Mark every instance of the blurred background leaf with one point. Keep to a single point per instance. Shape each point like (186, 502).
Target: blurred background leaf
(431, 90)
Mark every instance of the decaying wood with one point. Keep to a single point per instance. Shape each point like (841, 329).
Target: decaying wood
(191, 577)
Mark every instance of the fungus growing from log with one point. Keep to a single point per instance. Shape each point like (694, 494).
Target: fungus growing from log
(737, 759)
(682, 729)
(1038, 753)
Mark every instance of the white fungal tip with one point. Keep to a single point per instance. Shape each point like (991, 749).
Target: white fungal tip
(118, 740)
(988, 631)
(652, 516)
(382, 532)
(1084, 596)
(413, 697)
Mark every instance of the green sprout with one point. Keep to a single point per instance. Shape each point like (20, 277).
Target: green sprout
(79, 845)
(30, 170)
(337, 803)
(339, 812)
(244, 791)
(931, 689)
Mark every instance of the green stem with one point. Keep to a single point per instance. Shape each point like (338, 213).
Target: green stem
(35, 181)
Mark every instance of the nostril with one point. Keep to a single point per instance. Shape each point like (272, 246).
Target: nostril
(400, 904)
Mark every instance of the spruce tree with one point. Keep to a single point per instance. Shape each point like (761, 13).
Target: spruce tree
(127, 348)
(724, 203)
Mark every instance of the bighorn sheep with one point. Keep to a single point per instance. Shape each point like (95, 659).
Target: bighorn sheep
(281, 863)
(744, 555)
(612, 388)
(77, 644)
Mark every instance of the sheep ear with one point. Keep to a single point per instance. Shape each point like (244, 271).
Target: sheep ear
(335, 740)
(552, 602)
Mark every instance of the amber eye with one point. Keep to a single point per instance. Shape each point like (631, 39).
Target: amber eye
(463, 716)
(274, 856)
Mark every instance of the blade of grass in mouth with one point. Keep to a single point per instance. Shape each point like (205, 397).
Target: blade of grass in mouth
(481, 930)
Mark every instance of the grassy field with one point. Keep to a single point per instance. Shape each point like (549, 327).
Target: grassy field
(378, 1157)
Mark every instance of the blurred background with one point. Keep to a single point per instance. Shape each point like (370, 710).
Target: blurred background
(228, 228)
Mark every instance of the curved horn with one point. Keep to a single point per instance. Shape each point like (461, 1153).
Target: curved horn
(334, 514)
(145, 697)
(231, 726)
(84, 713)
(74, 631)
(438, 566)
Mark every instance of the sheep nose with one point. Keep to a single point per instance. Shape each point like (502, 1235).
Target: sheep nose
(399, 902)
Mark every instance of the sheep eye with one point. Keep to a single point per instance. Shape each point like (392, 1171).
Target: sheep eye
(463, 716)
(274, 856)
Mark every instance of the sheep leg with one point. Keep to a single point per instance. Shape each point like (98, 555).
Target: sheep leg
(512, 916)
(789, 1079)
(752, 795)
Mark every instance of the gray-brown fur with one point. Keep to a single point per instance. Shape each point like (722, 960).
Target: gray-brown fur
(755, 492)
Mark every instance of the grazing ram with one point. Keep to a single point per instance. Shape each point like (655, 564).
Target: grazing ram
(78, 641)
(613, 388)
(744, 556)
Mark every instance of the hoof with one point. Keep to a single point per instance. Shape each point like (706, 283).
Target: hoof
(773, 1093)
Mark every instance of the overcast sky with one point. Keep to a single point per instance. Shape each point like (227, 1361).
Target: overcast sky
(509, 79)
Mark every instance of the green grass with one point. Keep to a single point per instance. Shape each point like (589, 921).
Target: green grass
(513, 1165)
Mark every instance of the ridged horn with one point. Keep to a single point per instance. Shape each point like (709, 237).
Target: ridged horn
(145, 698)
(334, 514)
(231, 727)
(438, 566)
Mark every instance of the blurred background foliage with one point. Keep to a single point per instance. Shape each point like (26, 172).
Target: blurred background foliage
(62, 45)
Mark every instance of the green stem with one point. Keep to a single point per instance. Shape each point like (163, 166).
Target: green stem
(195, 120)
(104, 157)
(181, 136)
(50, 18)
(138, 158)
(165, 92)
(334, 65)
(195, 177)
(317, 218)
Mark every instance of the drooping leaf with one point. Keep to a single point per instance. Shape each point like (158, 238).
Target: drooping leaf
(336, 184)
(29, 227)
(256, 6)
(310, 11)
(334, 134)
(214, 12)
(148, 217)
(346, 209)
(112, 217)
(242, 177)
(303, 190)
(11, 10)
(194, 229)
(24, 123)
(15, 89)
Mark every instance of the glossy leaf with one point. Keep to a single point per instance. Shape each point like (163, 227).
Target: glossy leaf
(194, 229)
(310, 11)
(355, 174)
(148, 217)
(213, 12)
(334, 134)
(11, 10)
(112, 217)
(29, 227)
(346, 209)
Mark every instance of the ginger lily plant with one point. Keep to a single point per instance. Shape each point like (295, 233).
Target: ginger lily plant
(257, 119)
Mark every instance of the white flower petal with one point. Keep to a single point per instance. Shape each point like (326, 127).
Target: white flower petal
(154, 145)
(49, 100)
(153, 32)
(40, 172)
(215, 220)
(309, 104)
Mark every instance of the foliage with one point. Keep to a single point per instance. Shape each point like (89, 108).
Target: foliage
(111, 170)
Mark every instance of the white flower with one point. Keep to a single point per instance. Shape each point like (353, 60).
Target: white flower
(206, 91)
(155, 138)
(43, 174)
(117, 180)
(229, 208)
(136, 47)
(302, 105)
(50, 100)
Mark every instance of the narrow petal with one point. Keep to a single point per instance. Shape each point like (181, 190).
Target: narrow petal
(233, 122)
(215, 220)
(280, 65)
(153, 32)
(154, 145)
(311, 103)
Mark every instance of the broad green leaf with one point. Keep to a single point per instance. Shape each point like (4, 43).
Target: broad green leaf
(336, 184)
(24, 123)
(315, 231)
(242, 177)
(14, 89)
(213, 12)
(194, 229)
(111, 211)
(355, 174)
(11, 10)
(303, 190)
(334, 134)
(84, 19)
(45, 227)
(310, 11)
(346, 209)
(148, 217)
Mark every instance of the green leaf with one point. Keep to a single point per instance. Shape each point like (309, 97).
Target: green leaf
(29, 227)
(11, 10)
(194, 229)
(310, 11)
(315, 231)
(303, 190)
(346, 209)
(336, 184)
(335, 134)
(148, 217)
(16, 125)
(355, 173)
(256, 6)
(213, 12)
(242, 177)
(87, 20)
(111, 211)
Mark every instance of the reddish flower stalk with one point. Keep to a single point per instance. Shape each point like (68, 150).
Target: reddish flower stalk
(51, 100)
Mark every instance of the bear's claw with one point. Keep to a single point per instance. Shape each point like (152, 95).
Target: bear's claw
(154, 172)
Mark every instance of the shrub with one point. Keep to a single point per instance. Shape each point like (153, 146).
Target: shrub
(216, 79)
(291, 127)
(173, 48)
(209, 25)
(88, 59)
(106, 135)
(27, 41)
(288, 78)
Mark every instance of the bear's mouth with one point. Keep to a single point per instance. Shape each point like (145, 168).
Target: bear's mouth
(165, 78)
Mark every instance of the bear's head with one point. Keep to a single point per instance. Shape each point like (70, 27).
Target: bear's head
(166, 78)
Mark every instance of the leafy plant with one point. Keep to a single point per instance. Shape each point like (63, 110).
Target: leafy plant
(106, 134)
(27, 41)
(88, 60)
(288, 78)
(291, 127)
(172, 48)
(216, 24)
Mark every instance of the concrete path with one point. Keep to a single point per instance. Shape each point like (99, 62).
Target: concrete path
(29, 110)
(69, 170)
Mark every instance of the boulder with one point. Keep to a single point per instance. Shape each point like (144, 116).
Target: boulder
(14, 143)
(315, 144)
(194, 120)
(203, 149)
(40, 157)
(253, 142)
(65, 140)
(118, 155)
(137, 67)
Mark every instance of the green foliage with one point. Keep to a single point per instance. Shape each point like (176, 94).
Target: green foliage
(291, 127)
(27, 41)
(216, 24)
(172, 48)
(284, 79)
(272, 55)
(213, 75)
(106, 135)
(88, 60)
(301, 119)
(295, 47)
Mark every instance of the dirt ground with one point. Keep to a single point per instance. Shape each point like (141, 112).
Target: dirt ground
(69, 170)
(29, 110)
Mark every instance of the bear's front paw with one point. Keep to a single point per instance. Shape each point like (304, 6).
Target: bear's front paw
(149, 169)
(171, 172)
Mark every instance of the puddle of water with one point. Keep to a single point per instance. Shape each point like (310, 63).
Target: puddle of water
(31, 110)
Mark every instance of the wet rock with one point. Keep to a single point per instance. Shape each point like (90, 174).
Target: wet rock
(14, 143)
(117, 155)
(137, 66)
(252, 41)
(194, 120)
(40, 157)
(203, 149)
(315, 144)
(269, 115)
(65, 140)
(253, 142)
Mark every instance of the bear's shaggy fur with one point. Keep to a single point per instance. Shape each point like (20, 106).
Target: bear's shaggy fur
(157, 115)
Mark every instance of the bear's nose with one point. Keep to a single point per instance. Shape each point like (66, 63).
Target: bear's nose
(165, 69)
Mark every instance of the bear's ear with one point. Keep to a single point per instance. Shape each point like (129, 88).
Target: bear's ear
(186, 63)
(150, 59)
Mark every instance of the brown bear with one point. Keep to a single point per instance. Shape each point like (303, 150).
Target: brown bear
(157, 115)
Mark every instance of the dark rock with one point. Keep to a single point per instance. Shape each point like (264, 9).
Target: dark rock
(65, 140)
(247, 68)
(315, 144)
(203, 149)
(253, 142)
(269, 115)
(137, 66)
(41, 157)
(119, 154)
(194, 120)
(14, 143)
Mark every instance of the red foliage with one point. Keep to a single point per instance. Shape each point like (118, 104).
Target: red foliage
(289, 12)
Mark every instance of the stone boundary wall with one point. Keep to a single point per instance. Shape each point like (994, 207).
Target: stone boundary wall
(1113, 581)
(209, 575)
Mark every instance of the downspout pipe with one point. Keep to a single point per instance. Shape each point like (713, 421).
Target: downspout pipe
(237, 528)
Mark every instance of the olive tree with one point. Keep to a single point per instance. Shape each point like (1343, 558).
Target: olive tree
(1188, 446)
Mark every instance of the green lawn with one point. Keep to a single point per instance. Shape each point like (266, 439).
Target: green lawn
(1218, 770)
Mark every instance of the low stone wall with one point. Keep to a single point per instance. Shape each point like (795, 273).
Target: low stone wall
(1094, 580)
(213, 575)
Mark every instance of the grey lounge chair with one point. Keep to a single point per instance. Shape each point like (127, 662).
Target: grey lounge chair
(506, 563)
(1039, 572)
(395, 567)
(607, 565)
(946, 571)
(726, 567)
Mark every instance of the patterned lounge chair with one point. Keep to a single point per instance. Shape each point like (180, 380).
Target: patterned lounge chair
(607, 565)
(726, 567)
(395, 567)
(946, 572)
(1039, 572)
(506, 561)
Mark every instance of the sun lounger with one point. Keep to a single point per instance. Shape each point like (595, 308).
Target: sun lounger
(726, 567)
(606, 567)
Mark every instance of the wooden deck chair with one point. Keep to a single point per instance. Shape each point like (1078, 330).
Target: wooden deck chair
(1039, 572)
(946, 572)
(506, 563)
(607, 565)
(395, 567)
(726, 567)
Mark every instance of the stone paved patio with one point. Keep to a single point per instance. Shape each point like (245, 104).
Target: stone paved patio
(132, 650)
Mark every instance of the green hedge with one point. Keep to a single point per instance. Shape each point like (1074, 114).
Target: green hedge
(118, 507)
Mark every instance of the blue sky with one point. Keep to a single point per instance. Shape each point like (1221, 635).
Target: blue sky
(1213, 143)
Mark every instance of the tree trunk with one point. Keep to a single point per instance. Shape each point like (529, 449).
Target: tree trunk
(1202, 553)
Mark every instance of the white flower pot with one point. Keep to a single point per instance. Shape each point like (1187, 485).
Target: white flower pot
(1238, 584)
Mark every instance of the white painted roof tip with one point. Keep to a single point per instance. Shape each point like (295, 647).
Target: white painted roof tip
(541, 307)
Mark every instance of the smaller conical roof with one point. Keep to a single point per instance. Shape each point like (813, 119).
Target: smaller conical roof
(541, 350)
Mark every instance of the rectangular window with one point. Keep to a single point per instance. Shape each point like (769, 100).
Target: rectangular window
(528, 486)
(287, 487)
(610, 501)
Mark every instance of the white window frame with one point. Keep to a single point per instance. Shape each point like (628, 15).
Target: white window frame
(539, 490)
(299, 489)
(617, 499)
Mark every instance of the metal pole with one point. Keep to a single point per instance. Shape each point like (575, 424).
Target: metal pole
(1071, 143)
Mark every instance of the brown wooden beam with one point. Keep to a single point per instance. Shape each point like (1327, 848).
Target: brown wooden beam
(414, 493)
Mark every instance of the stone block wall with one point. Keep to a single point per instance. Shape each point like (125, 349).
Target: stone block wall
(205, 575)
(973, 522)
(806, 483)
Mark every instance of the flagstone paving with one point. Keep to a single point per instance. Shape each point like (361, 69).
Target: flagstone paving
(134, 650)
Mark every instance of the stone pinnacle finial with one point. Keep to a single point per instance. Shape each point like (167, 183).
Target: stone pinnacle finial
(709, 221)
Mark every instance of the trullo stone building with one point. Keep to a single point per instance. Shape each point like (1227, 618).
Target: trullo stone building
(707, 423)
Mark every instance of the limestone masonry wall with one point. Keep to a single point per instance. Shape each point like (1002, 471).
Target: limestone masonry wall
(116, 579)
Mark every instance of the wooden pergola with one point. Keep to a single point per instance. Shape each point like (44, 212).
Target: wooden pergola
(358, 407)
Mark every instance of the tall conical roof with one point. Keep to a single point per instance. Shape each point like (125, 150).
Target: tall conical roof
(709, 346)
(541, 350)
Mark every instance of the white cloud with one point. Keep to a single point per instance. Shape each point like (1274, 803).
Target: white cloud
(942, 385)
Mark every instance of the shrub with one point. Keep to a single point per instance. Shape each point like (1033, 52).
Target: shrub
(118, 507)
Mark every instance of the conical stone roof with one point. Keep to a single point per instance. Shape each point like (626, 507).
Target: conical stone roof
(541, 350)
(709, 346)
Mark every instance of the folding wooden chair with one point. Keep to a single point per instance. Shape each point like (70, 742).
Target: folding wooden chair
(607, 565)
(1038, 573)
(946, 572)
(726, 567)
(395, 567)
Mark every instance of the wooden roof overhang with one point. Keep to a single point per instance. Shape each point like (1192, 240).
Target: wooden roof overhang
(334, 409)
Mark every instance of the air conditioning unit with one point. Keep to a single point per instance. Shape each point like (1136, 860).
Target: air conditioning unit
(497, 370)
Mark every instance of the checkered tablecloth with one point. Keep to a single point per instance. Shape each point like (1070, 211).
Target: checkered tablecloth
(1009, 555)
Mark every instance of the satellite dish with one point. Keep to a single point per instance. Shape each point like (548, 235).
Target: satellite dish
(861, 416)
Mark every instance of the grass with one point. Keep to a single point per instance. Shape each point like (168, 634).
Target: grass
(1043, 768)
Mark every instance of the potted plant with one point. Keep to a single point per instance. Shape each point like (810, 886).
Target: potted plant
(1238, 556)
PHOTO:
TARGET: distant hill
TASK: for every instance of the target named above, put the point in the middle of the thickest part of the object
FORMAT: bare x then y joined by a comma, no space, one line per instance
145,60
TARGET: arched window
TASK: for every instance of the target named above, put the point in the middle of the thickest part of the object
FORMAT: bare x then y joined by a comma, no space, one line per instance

####

■ **Assigned task**
An exact, complete copy of the lines above from the one with "Mark every instance of the checkered" through the one with "Mark every instance of the potted" is the whole answer.

■ **Exercise response**
Mark every instance of the checkered tablecloth with one point. Keep to a single point per instance. Shape each point like (1070, 211).
Target: checkered tablecloth
(1009, 555)
Mark every instance of the satellite dish with one point. Keep to a single point per instance. Shape each point like (548, 235).
Target: satellite dish
(861, 416)
Mark every instance of the grass with one point. Keep to a single point per instance. Shape each point like (168, 634).
Target: grass
(1043, 768)
Mark every instance of the potted plant with one point. Keep to a single point per instance. Shape each point like (810, 886).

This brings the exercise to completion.